→ **EXERCISE**
Retype the data character for character, starting at its first line and continuing down through the line that contains "394), (502, 435)]", including both of those lines.
★ ★ ★ ★ ★ ★ ★
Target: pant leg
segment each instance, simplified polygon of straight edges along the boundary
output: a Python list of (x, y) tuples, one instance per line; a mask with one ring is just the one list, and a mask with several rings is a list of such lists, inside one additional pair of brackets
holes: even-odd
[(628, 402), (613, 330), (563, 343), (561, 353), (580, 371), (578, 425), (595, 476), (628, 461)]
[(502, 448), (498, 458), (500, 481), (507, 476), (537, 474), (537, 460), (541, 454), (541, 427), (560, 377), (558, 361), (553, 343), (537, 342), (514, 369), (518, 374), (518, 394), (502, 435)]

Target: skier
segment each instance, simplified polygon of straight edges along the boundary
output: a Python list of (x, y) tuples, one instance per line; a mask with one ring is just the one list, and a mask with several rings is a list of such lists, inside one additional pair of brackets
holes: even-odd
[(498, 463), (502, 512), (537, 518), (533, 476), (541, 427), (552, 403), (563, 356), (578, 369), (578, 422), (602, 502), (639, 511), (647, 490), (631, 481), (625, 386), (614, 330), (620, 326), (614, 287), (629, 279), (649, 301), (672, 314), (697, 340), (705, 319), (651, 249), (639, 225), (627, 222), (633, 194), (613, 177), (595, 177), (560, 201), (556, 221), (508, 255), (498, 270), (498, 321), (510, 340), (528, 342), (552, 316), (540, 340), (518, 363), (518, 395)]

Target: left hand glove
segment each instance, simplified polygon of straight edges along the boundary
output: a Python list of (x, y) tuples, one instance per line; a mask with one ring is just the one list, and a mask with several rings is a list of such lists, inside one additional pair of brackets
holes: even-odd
★ ★ ★ ★ ★ ★ ★
→ **SOLUTION FOR THIS PROBLEM**
Target: pant leg
segment each instance, simplified polygon of straight edges along the boundary
output: a Python list of (x, y) tuples, one instance per line; a mask with one ring is just the one list, and a mask with several rings is a list of such lists, inside one additional pair of brackets
holes: even-odd
[(628, 402), (613, 330), (563, 343), (561, 353), (580, 371), (578, 425), (595, 476), (628, 461)]
[(502, 448), (498, 458), (500, 481), (507, 476), (537, 474), (537, 460), (541, 454), (541, 427), (560, 377), (558, 361), (553, 343), (537, 342), (514, 369), (518, 374), (518, 394), (502, 435)]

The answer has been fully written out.